Schriftliche Aufgabe:
Fass den Absatz im Text über die Pamir, der mit „Nach einer Ewigkeit“ beginnt, als kurze Stichpunktliste zusammen.

Angezeigter Text:
__________
Doch es passieren auf Segelschiffen Dinge, die eigentlich nicht passieren
können. Am Donnerstag war ich schon
mittags aus dem Urlaub in den Bremer Hafen zurückgekehrt. Dort lud die Pamir
Kohle für Montevideo, und sofort wurde ich für die kommende Nachtwache von
Mitternacht bis 06 Uhr früh eingeteilt, in einer voraussichtlich frostigen
Nacht. Schon kurz nach Wachbeginn nahm das Schicksal seinen Lauf: Wegen der
Kälte hatte ich alles angezogen, was ich hatte. Und darüber meine selbst
genähte Segeltuch-Designerlatzhose, die wegen eines nachmittäglichen
Regenschauers bei Arbeit am Ankerspill noch ziemlich nass und dadurch steif
war.
Wegen eines nahen Flugplatzes musste ganz an der Spitze, am Top des Großmastes
in 55 Meter Höhe, ein Licht brennen. Das brannte aber um 00:30 Uhr nicht. Der
Wachoffizier schickte mich, um das Licht da oben zu richten. Behände
erkletterte ich in eisiger Nachtkälte den Mast. Auf engstem Raum und ohne mich
wesentlich zu bewegen, schaffte ich es, das
Licht in etwa 15 Minuten zum Leuchten zu bringen. Eine stolze Leistung, fand
ich. Doch dann kam der Schreck: Ich kam nicht vom Fleck, die Hose war vereist. Die
Hosenbeine waren stahlhart gefroren. Ich rief um Hilfe, doch es dauerte lange,
bis jemand an Deck mich hörte und fragte, was denn los sei? Endlich erschienen zwei Kollegen auf der
Royal Rah. Doch statt anzupacken, lachten die sich fast tot. Nur sehr langsam
machten sie dem Wachoffizier Vorschläge, wie man mich abseilen könnte.
Nach einer Ewigkeit kam der 2. Bootsmann
Sven bei mir an, legte den Steuerbord Royal-Innengording (mit dem sonst das
Segel an die Rah gezogen wird) um meinen Brustkorb,
und in Schüben, denn die Leine musste laufend verlängert werden, erreichte ich
das Mittschiffsdeck. Noch steif gefroren lag ich langgestreckt an Deck, bis
eine Pütz mit warmem Wasser aus der Kombüse mich auftaute.
__________
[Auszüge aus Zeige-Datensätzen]

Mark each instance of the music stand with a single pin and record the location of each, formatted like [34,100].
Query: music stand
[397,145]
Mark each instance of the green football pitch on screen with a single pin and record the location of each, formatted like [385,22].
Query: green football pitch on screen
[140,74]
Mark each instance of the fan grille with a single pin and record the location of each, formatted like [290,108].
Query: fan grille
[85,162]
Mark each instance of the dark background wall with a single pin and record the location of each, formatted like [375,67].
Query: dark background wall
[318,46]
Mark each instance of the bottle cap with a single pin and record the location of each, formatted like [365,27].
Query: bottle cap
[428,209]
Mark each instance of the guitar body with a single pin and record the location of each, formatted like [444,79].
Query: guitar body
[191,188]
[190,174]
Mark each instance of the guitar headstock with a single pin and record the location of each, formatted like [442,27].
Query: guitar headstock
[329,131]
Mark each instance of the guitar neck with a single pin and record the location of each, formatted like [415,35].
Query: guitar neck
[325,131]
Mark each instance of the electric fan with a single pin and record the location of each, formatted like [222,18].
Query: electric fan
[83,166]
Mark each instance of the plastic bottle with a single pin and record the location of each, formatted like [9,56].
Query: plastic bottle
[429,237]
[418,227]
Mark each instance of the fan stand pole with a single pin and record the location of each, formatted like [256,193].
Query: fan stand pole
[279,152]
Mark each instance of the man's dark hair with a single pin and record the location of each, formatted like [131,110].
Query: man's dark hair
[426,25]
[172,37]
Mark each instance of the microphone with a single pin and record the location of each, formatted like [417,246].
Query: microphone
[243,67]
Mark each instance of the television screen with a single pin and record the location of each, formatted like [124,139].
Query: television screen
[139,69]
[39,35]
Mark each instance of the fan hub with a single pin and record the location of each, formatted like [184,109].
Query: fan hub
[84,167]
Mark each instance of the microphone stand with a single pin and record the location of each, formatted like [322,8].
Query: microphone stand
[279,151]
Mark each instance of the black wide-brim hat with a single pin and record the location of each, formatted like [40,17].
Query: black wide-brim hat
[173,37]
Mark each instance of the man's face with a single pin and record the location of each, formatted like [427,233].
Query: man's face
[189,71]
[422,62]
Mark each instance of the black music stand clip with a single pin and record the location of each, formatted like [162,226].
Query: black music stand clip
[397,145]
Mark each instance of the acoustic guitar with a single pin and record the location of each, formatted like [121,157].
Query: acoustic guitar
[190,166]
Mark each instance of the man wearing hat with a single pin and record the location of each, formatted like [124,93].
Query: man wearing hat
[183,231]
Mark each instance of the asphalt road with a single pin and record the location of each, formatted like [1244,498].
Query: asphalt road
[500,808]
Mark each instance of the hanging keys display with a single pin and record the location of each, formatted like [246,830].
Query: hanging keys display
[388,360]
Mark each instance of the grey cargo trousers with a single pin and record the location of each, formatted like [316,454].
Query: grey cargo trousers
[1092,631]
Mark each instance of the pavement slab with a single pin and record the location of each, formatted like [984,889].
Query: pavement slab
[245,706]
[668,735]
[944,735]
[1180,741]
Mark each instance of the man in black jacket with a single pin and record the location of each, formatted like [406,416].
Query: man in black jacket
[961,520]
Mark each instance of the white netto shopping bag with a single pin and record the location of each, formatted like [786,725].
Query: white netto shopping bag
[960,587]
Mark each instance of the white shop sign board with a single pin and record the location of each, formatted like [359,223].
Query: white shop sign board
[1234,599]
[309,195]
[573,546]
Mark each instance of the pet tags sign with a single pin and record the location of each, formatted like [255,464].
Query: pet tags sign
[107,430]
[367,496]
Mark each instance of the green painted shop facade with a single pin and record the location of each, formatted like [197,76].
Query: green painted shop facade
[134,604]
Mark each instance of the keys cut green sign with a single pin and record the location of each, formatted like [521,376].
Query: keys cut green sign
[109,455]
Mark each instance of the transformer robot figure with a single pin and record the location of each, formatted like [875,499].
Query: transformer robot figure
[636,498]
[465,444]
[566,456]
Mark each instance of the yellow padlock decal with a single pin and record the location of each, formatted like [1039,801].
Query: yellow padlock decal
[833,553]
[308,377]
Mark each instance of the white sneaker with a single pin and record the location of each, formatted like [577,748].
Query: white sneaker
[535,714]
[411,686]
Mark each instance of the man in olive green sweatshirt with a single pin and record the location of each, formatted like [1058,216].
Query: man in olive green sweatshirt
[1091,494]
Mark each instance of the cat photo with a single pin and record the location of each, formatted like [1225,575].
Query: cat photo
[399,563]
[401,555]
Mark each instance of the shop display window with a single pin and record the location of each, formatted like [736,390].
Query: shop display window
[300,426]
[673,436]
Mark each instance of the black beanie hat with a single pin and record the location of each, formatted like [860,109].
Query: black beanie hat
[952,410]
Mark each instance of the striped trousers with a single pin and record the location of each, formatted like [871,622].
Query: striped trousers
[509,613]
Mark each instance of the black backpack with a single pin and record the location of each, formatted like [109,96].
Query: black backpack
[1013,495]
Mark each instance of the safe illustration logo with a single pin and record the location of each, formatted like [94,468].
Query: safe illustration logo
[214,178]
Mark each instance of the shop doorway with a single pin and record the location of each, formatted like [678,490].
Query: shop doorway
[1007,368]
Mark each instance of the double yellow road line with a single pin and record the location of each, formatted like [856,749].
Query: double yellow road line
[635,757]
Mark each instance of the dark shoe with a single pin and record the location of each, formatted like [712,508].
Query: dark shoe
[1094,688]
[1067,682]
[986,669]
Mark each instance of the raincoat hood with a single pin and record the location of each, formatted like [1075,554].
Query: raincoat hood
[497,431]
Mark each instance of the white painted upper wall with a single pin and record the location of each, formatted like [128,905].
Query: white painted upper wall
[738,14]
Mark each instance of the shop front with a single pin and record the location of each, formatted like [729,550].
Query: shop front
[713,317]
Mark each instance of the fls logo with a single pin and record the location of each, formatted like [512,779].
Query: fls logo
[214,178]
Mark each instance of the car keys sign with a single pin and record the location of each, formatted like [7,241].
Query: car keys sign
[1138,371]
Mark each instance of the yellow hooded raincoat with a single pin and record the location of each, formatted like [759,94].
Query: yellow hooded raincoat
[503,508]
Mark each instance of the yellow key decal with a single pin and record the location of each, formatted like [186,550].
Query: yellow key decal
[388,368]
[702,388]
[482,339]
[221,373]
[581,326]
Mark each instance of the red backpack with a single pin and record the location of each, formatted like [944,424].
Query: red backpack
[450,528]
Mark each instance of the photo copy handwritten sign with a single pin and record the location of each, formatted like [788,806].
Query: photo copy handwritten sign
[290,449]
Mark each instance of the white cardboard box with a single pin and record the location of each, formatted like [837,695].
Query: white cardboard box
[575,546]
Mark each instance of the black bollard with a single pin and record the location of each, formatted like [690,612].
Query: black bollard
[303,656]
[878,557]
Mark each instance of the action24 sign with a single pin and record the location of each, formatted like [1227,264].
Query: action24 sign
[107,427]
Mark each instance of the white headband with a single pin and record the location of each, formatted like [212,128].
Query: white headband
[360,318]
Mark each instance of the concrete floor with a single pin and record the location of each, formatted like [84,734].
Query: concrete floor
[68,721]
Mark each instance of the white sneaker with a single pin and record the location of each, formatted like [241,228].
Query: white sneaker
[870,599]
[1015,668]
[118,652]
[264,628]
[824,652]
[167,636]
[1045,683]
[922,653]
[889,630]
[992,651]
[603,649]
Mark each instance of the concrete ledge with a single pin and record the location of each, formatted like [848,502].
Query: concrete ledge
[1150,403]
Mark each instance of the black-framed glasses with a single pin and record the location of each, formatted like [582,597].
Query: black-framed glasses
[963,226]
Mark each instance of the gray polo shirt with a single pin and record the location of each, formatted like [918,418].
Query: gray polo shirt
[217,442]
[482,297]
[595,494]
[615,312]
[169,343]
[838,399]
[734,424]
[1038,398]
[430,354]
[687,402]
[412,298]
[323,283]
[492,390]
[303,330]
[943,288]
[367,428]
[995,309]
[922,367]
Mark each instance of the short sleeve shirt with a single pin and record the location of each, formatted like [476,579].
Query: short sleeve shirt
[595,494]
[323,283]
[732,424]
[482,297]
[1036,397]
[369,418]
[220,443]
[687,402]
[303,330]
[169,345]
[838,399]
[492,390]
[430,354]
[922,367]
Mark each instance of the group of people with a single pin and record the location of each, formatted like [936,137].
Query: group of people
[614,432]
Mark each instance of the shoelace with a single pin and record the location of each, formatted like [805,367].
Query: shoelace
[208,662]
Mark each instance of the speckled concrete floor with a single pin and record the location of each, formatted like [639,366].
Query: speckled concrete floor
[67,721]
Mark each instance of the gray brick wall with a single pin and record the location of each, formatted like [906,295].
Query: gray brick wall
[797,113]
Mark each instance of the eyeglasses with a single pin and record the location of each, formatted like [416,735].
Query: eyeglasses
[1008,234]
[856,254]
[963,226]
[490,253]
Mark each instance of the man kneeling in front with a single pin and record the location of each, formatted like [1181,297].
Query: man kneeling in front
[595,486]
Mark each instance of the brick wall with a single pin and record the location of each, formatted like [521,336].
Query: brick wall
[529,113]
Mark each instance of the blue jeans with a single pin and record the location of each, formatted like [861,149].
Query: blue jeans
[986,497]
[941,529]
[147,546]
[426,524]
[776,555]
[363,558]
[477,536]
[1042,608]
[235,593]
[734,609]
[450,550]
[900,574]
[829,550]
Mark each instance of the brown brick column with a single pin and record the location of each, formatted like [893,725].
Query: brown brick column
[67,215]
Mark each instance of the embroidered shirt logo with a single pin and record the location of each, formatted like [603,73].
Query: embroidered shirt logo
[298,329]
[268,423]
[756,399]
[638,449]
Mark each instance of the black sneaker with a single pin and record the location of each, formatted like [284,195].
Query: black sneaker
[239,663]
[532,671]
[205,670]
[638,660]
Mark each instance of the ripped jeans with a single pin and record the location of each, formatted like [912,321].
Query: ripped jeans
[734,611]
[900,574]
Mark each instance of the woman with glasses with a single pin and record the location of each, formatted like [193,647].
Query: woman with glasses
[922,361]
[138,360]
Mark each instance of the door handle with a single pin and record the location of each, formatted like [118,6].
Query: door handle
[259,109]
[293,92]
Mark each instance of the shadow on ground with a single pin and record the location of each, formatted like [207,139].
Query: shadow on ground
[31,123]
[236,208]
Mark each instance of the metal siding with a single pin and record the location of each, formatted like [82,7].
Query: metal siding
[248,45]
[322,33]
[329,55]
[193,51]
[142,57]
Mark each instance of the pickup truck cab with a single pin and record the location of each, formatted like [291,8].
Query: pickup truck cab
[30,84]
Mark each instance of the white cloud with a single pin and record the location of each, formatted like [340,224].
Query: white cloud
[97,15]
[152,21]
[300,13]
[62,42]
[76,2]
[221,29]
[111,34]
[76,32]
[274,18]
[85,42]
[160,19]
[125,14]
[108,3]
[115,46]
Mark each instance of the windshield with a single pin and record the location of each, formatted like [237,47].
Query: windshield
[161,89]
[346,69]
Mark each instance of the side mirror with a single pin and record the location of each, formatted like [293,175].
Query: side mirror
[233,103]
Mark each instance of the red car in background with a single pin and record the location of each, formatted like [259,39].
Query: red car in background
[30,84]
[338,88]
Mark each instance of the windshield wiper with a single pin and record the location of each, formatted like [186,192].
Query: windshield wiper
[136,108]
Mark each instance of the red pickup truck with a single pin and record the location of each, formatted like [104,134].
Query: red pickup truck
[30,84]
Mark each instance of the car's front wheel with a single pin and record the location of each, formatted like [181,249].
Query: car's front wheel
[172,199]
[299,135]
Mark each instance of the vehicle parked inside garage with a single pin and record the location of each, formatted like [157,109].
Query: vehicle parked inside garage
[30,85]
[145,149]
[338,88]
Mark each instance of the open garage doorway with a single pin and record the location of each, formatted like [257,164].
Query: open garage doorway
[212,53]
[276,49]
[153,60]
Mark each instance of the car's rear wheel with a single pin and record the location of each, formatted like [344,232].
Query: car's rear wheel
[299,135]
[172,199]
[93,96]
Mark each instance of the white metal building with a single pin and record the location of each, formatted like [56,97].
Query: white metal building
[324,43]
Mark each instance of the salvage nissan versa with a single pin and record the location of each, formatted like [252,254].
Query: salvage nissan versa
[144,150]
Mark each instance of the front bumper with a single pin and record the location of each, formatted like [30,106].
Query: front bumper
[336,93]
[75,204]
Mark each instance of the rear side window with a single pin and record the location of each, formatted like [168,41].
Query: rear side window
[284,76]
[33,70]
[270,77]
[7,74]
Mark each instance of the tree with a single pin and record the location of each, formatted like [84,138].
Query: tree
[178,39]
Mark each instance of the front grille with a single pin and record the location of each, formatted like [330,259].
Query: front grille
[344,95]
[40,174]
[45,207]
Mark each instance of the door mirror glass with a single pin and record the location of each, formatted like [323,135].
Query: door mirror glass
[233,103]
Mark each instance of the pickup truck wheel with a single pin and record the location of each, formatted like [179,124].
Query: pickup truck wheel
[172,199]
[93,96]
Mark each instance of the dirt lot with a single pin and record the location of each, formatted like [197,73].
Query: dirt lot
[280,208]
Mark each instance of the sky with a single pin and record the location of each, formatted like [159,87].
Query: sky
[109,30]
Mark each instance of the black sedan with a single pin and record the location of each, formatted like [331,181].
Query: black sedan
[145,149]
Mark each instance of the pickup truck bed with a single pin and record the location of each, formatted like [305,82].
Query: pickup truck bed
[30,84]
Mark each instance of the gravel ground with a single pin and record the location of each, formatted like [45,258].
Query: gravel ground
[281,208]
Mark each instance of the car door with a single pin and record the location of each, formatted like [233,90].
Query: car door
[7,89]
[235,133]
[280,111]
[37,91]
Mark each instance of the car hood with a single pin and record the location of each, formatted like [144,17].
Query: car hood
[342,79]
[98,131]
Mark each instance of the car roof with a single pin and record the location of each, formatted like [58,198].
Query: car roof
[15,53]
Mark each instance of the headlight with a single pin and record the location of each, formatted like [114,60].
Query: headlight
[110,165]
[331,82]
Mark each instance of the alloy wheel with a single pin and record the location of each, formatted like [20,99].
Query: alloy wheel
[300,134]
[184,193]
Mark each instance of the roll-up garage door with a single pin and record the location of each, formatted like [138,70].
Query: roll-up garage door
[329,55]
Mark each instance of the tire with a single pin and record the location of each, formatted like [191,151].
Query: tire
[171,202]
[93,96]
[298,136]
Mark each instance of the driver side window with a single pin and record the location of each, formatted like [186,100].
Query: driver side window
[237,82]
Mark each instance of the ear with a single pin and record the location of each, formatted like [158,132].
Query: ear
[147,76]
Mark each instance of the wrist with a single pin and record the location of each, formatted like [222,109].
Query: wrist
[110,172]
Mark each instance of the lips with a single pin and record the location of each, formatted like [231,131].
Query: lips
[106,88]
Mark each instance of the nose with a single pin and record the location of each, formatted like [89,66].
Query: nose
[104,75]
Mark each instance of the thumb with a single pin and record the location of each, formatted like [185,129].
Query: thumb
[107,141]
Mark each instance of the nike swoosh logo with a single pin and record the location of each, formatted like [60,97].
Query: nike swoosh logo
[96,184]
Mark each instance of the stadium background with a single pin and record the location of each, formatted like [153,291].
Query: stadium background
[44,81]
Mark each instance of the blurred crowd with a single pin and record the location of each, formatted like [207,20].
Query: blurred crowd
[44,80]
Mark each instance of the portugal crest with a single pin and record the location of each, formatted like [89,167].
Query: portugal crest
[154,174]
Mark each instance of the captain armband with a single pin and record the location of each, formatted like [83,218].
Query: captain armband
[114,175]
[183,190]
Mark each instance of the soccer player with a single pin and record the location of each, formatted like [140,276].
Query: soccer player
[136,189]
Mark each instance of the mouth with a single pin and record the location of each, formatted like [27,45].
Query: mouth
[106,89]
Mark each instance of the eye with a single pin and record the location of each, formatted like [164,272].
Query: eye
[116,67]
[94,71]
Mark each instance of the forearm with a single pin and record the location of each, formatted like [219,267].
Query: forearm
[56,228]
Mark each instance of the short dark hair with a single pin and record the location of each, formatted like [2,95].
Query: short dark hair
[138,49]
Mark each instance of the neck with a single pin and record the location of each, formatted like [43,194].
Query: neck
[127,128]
__________
Antwort zur Aufgabe:
- Nach langer Zeit kam der 2. Bootsmann Sven zu mir herauf.
- Er legte mir den Steuerbord-Royal-Innengording um den Brustkorb. Mit dieser Leine wird sonst das Segel an die Rah gezogen.
- Die Leine musste immer wieder verlängert werden. Deshalb kam ich nur schubweise hinunter bis zum Mittschiffsdeck.
- Dort lag ich steif gefroren und ausgestreckt an Deck, bis mich eine Pütz mit warmem Wasser aus der Kombüse auftaute.